PROBLEM TO SOLVE: Collect every line of the listing below that contains the string "wooden"; the letter case must match.

DATA LISTING:
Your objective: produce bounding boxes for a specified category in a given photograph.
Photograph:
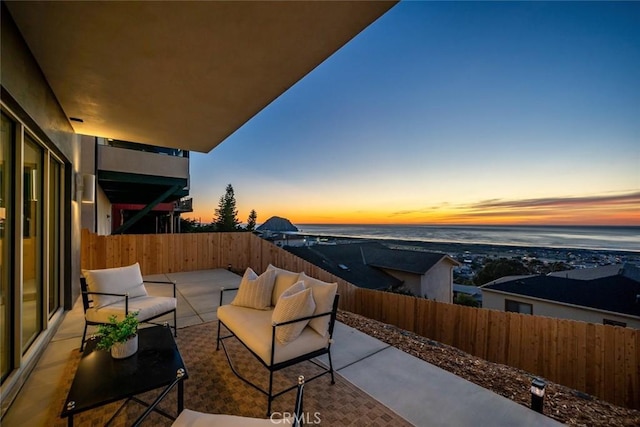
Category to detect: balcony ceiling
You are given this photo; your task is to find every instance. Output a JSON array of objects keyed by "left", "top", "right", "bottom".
[{"left": 7, "top": 1, "right": 396, "bottom": 152}]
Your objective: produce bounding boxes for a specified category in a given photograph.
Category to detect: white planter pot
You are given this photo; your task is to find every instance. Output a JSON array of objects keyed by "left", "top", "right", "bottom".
[{"left": 111, "top": 334, "right": 138, "bottom": 359}]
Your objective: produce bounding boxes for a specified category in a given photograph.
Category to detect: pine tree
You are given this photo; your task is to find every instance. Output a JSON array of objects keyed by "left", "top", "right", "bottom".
[
  {"left": 213, "top": 184, "right": 240, "bottom": 231},
  {"left": 246, "top": 209, "right": 258, "bottom": 231}
]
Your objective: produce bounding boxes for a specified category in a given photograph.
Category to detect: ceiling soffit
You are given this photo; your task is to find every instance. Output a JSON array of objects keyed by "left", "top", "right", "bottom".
[{"left": 7, "top": 1, "right": 395, "bottom": 152}]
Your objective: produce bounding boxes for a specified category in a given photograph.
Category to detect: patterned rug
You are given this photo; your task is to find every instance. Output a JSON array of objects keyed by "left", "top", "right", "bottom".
[{"left": 46, "top": 322, "right": 411, "bottom": 427}]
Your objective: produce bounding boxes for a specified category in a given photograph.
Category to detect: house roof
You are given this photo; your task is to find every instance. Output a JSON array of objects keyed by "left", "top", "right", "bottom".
[
  {"left": 285, "top": 242, "right": 457, "bottom": 289},
  {"left": 482, "top": 274, "right": 640, "bottom": 316},
  {"left": 285, "top": 244, "right": 402, "bottom": 289},
  {"left": 548, "top": 264, "right": 622, "bottom": 280},
  {"left": 3, "top": 1, "right": 396, "bottom": 152},
  {"left": 453, "top": 283, "right": 482, "bottom": 297},
  {"left": 364, "top": 245, "right": 460, "bottom": 275}
]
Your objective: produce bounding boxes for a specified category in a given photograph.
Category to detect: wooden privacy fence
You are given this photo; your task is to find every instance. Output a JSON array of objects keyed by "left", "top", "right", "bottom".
[{"left": 81, "top": 230, "right": 640, "bottom": 409}]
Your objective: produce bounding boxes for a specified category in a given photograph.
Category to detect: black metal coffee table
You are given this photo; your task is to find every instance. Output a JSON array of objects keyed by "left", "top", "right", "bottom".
[{"left": 61, "top": 326, "right": 188, "bottom": 426}]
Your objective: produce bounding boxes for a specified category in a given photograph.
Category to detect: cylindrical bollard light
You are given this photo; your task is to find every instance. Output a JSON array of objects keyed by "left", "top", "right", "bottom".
[{"left": 531, "top": 378, "right": 547, "bottom": 414}]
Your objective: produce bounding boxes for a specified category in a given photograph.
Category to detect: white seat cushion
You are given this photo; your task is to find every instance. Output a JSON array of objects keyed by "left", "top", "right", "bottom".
[
  {"left": 267, "top": 264, "right": 299, "bottom": 307},
  {"left": 231, "top": 267, "right": 276, "bottom": 310},
  {"left": 218, "top": 304, "right": 329, "bottom": 365},
  {"left": 85, "top": 296, "right": 176, "bottom": 323},
  {"left": 300, "top": 272, "right": 338, "bottom": 336},
  {"left": 271, "top": 281, "right": 316, "bottom": 344},
  {"left": 172, "top": 409, "right": 293, "bottom": 427},
  {"left": 82, "top": 263, "right": 147, "bottom": 308}
]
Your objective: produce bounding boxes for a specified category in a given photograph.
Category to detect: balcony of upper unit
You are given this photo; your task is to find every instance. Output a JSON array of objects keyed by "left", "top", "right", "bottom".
[{"left": 97, "top": 138, "right": 189, "bottom": 204}]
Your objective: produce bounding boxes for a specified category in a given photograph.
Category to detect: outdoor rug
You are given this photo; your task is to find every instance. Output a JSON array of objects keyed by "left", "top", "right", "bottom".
[{"left": 46, "top": 322, "right": 411, "bottom": 427}]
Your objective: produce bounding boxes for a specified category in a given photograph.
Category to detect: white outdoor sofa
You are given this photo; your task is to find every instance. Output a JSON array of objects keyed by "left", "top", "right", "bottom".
[{"left": 216, "top": 265, "right": 339, "bottom": 416}]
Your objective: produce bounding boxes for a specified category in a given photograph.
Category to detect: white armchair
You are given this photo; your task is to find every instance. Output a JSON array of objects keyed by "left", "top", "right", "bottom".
[{"left": 80, "top": 263, "right": 177, "bottom": 351}]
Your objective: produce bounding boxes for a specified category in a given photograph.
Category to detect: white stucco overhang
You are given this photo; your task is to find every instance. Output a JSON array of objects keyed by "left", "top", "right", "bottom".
[{"left": 7, "top": 1, "right": 396, "bottom": 152}]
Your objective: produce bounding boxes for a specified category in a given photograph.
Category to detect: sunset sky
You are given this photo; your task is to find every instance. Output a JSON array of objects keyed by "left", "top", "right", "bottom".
[{"left": 186, "top": 2, "right": 640, "bottom": 225}]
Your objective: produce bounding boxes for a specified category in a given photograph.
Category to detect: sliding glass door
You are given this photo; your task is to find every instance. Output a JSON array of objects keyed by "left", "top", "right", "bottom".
[
  {"left": 0, "top": 114, "right": 15, "bottom": 380},
  {"left": 21, "top": 135, "right": 43, "bottom": 353},
  {"left": 0, "top": 104, "right": 68, "bottom": 384}
]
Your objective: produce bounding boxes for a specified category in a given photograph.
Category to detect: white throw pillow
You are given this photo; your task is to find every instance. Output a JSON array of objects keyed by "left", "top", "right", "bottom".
[
  {"left": 82, "top": 262, "right": 147, "bottom": 308},
  {"left": 267, "top": 264, "right": 299, "bottom": 306},
  {"left": 300, "top": 273, "right": 338, "bottom": 337},
  {"left": 231, "top": 267, "right": 276, "bottom": 310},
  {"left": 271, "top": 282, "right": 316, "bottom": 344}
]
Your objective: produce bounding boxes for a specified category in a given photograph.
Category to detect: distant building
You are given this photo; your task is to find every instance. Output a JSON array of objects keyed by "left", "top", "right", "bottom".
[
  {"left": 256, "top": 216, "right": 298, "bottom": 235},
  {"left": 453, "top": 283, "right": 482, "bottom": 307},
  {"left": 286, "top": 242, "right": 459, "bottom": 303},
  {"left": 481, "top": 264, "right": 640, "bottom": 329}
]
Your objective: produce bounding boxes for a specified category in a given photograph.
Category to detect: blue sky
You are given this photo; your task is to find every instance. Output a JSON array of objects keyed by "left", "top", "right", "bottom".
[{"left": 185, "top": 2, "right": 640, "bottom": 225}]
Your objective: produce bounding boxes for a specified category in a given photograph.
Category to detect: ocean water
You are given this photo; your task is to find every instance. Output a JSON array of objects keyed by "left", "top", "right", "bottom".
[{"left": 296, "top": 224, "right": 640, "bottom": 252}]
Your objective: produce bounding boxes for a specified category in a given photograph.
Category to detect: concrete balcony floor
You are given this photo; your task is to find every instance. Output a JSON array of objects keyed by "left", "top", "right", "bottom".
[{"left": 2, "top": 269, "right": 560, "bottom": 427}]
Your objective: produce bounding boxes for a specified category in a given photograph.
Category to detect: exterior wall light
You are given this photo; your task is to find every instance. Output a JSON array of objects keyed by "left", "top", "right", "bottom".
[{"left": 531, "top": 378, "right": 547, "bottom": 414}]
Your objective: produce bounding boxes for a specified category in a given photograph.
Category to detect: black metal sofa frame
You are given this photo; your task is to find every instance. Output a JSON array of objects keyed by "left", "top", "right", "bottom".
[
  {"left": 80, "top": 277, "right": 178, "bottom": 352},
  {"left": 216, "top": 287, "right": 340, "bottom": 416}
]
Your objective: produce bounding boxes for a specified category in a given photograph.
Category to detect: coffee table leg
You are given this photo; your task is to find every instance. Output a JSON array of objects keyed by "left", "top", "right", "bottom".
[{"left": 178, "top": 380, "right": 184, "bottom": 415}]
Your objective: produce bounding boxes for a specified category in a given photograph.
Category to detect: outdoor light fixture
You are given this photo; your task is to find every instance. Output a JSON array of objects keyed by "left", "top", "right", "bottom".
[
  {"left": 82, "top": 174, "right": 96, "bottom": 203},
  {"left": 531, "top": 378, "right": 547, "bottom": 414},
  {"left": 29, "top": 169, "right": 38, "bottom": 202}
]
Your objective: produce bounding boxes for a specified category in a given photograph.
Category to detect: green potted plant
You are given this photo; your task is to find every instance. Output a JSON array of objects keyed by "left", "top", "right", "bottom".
[{"left": 96, "top": 311, "right": 138, "bottom": 359}]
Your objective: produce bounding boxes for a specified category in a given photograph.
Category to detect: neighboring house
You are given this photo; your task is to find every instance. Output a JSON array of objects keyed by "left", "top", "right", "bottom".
[
  {"left": 453, "top": 283, "right": 482, "bottom": 307},
  {"left": 286, "top": 242, "right": 459, "bottom": 303},
  {"left": 481, "top": 265, "right": 640, "bottom": 328},
  {"left": 0, "top": 1, "right": 395, "bottom": 416},
  {"left": 262, "top": 232, "right": 309, "bottom": 248}
]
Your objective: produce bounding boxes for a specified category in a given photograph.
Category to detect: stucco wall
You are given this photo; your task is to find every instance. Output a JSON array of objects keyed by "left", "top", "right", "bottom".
[
  {"left": 0, "top": 2, "right": 80, "bottom": 413},
  {"left": 0, "top": 3, "right": 80, "bottom": 300},
  {"left": 482, "top": 289, "right": 640, "bottom": 329},
  {"left": 421, "top": 261, "right": 453, "bottom": 303}
]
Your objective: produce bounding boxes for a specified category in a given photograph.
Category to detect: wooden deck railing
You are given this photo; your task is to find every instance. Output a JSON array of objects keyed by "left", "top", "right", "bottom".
[{"left": 81, "top": 230, "right": 640, "bottom": 409}]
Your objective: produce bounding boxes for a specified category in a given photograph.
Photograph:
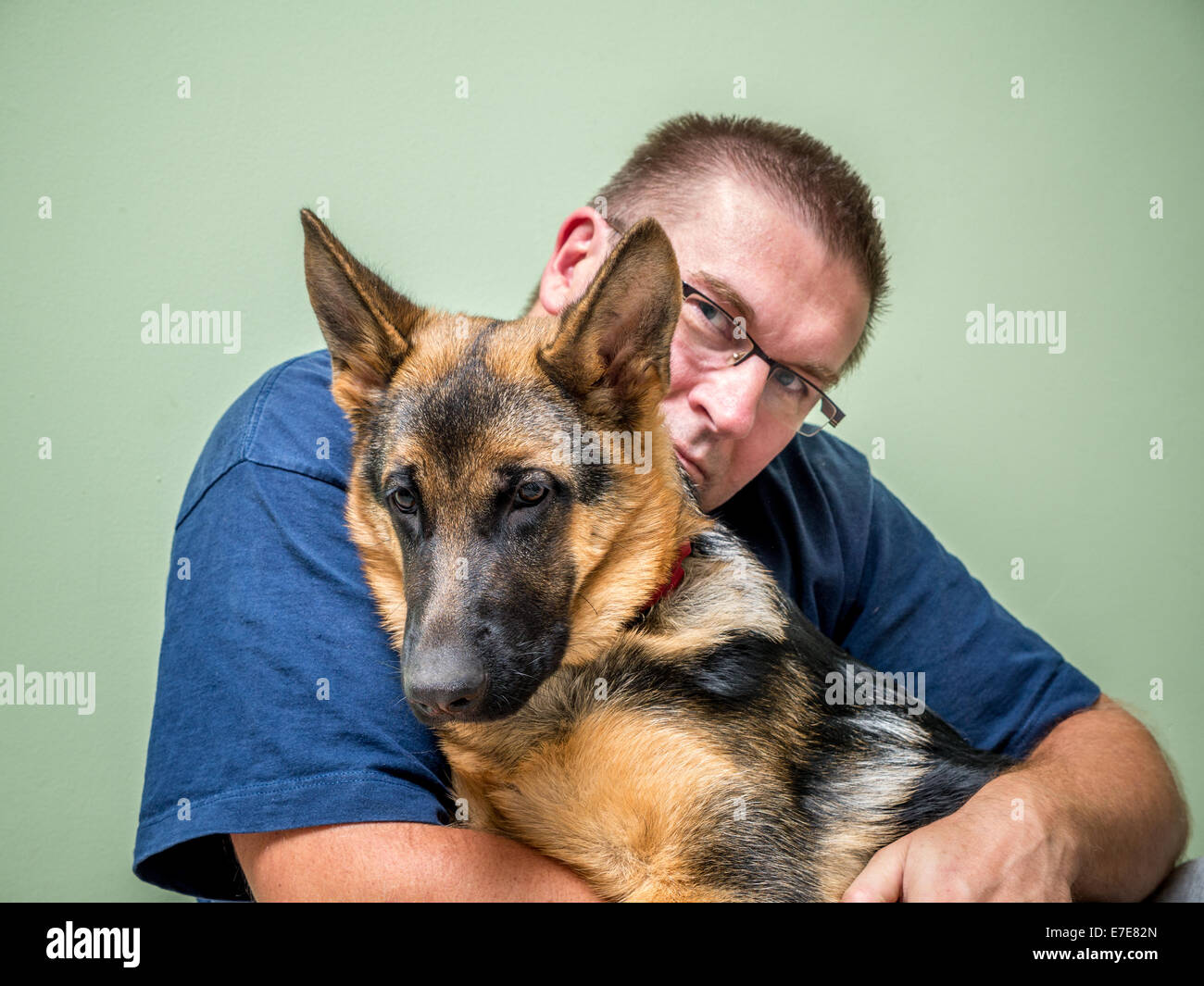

RESULT OF THE EXERCISE:
Category to detect: wooden privacy fence
Category to detect: wooden deck railing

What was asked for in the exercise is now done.